**OBJECTIVE**: Collect each line from the listing below that contains the word "twig", copying every such line in full.
-- RAW DATA start --
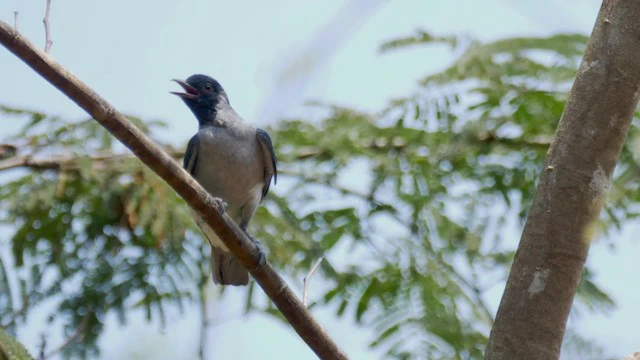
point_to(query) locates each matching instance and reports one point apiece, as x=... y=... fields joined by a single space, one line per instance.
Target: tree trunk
x=547 y=267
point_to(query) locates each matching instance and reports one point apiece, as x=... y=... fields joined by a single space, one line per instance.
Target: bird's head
x=204 y=96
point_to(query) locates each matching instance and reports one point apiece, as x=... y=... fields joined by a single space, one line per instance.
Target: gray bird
x=233 y=160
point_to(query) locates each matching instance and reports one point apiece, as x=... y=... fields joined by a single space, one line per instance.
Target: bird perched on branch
x=233 y=160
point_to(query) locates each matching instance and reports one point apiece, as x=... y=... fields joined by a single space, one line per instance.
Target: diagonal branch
x=200 y=200
x=47 y=28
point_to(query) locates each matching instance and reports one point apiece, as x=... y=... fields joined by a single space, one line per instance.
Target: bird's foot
x=260 y=248
x=220 y=205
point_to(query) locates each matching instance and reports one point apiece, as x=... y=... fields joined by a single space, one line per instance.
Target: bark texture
x=531 y=320
x=171 y=172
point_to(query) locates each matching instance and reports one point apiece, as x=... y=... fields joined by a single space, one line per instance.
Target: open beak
x=189 y=91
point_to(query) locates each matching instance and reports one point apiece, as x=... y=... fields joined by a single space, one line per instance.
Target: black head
x=204 y=96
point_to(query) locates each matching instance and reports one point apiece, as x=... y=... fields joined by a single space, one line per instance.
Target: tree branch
x=47 y=29
x=70 y=340
x=572 y=190
x=305 y=281
x=198 y=198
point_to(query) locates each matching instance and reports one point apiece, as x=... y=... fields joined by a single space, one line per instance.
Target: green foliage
x=111 y=231
x=415 y=208
x=10 y=349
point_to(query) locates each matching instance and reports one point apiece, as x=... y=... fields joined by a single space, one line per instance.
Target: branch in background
x=572 y=189
x=47 y=28
x=305 y=281
x=197 y=197
x=77 y=335
x=69 y=162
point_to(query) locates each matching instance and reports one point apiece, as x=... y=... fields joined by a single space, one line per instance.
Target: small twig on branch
x=244 y=249
x=47 y=28
x=43 y=345
x=307 y=279
x=70 y=162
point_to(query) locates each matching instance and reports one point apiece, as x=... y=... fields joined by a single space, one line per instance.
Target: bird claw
x=261 y=250
x=220 y=205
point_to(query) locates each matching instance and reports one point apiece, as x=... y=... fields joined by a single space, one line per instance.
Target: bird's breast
x=229 y=166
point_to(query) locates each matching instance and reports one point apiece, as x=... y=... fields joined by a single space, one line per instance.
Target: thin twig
x=305 y=281
x=238 y=243
x=43 y=345
x=70 y=162
x=47 y=28
x=71 y=339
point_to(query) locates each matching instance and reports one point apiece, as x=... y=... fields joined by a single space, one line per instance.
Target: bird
-- RAW DATA end --
**RESULT**:
Target: small twig on branch
Target: thin twig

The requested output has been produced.